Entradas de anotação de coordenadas
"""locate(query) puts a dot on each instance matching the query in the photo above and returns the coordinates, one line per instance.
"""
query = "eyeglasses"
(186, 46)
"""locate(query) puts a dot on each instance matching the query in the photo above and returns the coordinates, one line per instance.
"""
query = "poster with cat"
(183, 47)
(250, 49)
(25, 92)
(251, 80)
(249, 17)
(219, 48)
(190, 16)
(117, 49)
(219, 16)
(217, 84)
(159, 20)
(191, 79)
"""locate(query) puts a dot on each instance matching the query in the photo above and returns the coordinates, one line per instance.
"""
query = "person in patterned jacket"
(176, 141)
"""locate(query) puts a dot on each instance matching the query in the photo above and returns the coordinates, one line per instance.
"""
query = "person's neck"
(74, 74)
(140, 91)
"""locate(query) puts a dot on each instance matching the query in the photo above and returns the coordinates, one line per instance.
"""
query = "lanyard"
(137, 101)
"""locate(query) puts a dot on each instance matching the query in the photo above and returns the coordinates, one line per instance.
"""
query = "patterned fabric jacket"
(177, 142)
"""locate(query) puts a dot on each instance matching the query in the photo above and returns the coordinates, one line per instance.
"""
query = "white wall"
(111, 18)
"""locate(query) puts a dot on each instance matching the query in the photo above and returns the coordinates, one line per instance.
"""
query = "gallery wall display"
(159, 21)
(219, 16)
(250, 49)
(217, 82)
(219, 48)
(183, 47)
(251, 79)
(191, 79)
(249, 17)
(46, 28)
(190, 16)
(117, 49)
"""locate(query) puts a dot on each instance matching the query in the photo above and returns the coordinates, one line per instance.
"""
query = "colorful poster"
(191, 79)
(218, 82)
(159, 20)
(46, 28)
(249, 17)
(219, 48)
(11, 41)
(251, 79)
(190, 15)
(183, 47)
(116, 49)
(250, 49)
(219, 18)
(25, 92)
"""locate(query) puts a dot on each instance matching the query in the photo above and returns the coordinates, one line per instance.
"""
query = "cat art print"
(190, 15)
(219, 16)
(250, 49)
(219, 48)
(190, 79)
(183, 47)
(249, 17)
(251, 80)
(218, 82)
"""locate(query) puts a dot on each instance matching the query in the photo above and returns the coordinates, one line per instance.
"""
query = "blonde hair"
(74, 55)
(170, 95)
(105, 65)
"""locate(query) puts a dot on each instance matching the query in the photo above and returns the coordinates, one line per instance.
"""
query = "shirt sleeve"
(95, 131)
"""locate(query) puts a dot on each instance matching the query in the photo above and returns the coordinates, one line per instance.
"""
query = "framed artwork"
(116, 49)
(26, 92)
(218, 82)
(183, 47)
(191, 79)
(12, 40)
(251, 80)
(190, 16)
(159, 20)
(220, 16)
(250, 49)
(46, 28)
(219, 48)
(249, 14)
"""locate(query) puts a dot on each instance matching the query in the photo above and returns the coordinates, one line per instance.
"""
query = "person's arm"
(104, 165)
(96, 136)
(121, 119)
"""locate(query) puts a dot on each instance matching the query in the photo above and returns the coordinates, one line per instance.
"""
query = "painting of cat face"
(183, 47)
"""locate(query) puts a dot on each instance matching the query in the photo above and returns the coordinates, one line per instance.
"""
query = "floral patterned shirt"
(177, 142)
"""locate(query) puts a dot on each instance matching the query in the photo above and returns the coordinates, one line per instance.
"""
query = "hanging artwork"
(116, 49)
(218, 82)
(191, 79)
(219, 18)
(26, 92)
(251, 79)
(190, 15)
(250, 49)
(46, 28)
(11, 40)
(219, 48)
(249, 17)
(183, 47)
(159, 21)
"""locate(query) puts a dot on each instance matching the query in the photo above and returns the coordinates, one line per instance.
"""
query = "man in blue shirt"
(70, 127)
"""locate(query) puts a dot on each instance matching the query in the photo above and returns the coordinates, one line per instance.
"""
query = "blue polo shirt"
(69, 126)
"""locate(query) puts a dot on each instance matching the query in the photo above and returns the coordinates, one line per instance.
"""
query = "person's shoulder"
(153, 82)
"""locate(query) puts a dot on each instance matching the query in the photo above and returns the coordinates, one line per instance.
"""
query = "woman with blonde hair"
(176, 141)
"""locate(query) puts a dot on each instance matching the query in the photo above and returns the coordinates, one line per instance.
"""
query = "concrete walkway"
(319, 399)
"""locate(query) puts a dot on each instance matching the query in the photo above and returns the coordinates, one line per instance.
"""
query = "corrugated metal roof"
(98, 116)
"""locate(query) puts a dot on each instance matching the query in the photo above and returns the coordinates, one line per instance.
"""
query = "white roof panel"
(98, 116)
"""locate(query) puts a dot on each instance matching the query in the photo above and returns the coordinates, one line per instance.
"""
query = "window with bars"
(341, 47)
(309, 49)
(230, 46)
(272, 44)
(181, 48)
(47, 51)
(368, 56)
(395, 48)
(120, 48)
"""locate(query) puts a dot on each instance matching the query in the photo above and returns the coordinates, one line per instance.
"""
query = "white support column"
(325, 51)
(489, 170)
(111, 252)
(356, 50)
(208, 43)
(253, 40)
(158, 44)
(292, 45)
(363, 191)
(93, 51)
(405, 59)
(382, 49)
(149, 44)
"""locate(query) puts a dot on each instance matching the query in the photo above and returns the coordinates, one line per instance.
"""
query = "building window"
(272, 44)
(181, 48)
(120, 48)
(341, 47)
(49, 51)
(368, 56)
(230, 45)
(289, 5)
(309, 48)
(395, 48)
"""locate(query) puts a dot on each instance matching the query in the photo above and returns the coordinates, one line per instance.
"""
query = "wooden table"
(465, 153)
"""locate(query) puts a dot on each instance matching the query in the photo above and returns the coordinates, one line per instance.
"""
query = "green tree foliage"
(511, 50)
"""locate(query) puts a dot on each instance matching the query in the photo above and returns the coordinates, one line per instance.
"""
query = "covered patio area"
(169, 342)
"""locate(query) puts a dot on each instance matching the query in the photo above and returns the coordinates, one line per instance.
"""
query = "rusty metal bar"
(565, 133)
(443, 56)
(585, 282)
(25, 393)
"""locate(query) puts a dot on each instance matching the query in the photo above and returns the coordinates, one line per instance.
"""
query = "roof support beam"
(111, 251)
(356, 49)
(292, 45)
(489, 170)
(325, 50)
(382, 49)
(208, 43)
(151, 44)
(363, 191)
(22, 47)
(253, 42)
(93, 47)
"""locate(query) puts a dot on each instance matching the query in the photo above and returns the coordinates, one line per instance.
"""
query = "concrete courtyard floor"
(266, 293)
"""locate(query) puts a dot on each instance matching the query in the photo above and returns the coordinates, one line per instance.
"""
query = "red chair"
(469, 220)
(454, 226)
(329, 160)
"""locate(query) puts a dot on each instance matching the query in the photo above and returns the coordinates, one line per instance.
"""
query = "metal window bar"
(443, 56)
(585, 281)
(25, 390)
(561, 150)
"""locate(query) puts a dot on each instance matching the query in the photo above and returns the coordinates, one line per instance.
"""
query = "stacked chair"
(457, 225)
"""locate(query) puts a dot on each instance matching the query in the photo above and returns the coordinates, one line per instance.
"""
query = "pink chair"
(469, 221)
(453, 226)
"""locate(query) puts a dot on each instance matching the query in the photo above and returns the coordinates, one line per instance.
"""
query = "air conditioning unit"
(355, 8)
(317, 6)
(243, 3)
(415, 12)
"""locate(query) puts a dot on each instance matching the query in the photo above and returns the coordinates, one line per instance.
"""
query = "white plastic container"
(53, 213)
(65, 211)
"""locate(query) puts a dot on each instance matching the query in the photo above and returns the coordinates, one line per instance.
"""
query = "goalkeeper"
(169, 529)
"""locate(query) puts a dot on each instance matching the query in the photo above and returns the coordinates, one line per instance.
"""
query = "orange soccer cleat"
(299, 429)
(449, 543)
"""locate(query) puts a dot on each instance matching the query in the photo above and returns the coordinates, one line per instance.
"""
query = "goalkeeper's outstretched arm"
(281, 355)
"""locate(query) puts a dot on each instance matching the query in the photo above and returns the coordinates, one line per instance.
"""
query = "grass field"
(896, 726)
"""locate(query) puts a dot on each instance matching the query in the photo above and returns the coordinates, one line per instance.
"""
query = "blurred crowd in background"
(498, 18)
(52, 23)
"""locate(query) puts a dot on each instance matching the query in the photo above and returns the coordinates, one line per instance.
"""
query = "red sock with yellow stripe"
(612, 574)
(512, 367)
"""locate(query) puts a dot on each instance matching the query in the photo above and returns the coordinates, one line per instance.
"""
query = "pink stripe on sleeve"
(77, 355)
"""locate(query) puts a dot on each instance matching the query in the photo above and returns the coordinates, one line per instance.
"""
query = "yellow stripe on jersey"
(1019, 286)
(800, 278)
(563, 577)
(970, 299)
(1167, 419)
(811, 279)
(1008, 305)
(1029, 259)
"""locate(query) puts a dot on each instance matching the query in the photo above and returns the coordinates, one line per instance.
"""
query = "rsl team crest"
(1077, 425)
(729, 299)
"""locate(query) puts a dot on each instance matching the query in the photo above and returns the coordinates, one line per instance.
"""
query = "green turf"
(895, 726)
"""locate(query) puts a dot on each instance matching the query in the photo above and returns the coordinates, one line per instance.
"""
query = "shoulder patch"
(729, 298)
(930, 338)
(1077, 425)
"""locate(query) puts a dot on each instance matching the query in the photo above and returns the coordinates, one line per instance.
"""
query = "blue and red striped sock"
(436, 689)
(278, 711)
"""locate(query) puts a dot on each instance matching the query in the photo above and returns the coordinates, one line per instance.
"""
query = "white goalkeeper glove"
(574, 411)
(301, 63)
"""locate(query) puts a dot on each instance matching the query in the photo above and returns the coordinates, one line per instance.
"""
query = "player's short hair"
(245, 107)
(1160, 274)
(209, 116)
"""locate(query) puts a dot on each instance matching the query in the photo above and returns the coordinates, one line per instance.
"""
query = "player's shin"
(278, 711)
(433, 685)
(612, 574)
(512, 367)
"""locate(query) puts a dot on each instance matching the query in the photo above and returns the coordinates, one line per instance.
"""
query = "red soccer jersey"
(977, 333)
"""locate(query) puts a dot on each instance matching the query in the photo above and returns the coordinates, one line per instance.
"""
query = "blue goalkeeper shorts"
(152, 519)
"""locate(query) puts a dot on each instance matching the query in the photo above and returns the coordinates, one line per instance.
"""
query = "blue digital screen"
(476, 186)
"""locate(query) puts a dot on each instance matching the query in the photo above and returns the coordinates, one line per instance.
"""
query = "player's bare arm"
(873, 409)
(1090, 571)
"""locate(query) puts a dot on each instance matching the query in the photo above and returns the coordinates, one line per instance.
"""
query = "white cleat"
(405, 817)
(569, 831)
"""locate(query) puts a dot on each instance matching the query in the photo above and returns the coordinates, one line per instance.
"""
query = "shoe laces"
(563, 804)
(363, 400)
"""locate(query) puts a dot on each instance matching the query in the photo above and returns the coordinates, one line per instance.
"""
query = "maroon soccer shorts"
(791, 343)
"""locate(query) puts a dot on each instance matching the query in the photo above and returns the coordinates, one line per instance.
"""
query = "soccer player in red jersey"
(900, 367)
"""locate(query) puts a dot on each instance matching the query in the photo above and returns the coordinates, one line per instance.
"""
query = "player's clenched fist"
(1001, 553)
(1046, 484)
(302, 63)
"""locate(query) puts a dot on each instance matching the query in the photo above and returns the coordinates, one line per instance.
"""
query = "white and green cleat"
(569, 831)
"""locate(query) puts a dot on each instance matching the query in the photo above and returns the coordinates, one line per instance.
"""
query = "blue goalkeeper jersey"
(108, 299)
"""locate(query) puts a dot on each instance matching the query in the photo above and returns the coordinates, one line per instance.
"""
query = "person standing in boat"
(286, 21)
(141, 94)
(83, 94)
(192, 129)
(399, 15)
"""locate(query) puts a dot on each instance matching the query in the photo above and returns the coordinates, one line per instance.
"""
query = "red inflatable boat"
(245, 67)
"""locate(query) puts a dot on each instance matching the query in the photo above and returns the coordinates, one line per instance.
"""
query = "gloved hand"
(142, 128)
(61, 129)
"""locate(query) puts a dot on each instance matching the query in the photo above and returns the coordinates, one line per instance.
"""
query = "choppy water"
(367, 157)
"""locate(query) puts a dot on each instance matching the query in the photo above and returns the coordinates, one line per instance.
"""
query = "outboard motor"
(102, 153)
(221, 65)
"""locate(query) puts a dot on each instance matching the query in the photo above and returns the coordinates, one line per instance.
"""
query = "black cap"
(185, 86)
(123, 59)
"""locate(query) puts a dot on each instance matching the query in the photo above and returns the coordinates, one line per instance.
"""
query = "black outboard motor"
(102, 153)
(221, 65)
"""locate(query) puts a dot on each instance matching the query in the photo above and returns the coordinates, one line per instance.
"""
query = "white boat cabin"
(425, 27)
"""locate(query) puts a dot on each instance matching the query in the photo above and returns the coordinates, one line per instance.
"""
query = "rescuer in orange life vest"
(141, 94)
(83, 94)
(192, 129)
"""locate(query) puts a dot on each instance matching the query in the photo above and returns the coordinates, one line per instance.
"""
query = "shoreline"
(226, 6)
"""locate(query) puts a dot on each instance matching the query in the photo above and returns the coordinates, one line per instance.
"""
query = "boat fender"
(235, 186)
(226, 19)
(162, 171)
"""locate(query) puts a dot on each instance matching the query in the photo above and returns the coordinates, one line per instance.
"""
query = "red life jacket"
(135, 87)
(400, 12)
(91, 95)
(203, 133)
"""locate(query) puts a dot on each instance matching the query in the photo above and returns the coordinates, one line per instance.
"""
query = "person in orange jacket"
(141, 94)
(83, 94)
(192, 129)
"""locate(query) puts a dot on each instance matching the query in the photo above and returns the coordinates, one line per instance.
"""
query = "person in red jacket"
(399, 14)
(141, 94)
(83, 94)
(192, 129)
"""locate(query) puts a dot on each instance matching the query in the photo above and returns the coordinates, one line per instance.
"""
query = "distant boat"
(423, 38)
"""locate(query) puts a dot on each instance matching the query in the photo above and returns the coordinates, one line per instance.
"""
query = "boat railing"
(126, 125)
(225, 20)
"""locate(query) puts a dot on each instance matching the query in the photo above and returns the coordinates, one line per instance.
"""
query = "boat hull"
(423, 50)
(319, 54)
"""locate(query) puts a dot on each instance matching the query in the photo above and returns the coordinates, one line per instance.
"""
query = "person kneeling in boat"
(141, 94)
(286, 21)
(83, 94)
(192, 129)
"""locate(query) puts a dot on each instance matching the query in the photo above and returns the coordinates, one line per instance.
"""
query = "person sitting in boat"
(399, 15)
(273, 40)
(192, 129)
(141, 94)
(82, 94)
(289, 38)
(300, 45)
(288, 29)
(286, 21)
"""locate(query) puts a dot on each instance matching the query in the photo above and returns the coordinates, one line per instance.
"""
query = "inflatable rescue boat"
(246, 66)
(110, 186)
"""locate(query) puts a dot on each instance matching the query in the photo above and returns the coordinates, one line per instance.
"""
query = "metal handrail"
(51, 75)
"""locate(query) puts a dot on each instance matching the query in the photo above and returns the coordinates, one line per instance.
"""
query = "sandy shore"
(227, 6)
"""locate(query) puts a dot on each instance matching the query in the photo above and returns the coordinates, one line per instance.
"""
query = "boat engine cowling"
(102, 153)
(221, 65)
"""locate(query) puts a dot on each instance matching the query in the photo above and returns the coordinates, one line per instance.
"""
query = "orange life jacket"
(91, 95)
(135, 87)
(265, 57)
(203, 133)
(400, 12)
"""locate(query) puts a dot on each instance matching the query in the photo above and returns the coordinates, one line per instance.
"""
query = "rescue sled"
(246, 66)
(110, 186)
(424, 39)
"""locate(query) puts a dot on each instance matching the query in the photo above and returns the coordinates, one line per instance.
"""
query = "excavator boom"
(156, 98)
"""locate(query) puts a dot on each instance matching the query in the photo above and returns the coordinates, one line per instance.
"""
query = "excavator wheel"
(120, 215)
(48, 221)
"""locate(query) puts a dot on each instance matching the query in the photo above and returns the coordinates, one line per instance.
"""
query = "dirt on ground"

▶ [Problema proposto] Por favor, informe cada linha dos dados acima que contém a palavra "outboard", reproduzindo-a por inteiro.

▶ [Resolução do problema]
query = "outboard motor"
query = "black outboard motor"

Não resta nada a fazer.